- Work instructions: Rewrite every item below, replacing "marker" with "pin" and changing nothing else. Omit the pictures from your version.

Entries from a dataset
####################

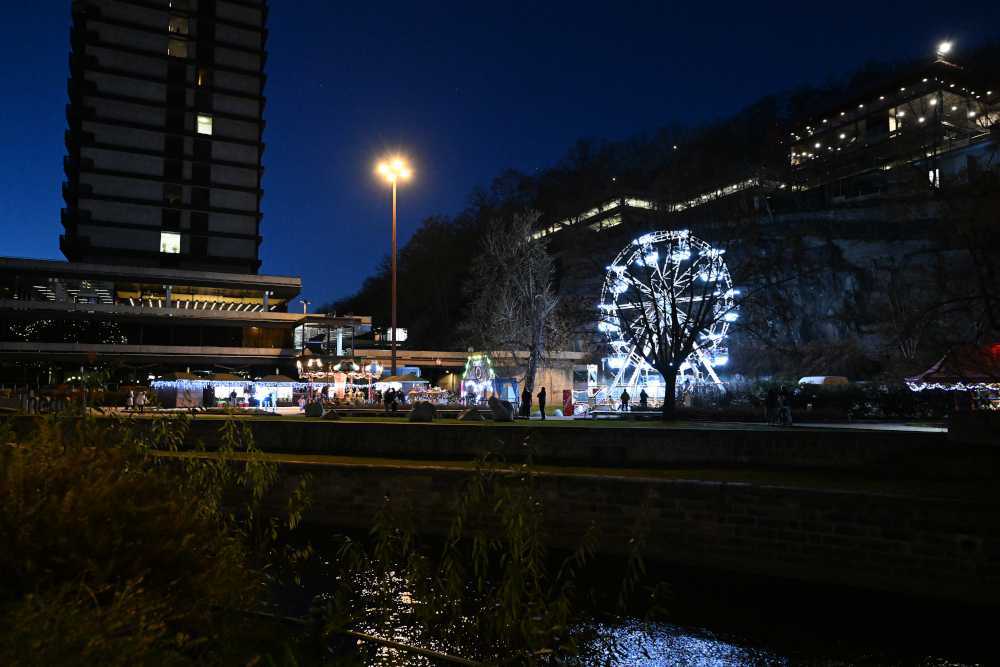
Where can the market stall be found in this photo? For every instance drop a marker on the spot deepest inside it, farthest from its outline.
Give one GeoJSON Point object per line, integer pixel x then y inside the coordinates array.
{"type": "Point", "coordinates": [970, 371]}
{"type": "Point", "coordinates": [435, 395]}
{"type": "Point", "coordinates": [178, 390]}
{"type": "Point", "coordinates": [339, 381]}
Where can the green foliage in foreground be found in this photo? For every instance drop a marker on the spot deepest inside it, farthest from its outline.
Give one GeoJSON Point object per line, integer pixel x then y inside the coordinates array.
{"type": "Point", "coordinates": [110, 556]}
{"type": "Point", "coordinates": [493, 591]}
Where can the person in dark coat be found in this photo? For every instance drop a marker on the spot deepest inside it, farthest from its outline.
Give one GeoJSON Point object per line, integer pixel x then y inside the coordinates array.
{"type": "Point", "coordinates": [771, 406]}
{"type": "Point", "coordinates": [785, 407]}
{"type": "Point", "coordinates": [526, 403]}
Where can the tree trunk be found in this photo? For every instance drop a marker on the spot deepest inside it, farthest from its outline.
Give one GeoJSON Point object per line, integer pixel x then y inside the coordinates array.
{"type": "Point", "coordinates": [531, 370]}
{"type": "Point", "coordinates": [669, 395]}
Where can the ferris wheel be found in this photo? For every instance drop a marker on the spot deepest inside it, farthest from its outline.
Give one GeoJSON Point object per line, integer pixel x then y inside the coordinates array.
{"type": "Point", "coordinates": [654, 276]}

####################

- Solved problem:
Where can the market stall be found in this photo? For every instance drop a pin on the spot deepest inside it, farthest from its outline.
Give one GeoJSON Point object per line, integer pixel x then y inside the coordinates array.
{"type": "Point", "coordinates": [970, 371]}
{"type": "Point", "coordinates": [435, 395]}
{"type": "Point", "coordinates": [178, 390]}
{"type": "Point", "coordinates": [339, 381]}
Where can the green foliage in foreground be found in this photo? For every instance drop a pin on the spot deepest inside it, farthest from its outline.
Give one GeoJSON Point object per line, integer pixel x then y inside the coordinates array.
{"type": "Point", "coordinates": [110, 556]}
{"type": "Point", "coordinates": [493, 591]}
Where can the person in dark coat be found in this photo? For every instance drop a pin on the spot deepest inside it, farthest from its outline.
Give one GeoJSON Point object per line, integer pixel x then y inside the coordinates array.
{"type": "Point", "coordinates": [771, 406]}
{"type": "Point", "coordinates": [785, 407]}
{"type": "Point", "coordinates": [526, 403]}
Where can the tree trunk be found in this photo? For every instance drop a pin on the spot deepest inside it, farthest from its outline.
Give one GeoJSON Point object per line, integer pixel x then y inside the coordinates array.
{"type": "Point", "coordinates": [531, 370]}
{"type": "Point", "coordinates": [669, 395]}
Where can the ferris wheel be found in this photo? For every instance drop a pin on the spot deepest inside it, farthest from its outline.
Give one GeoJSON Point object per line, integer pixel x then y inside the coordinates array.
{"type": "Point", "coordinates": [654, 276]}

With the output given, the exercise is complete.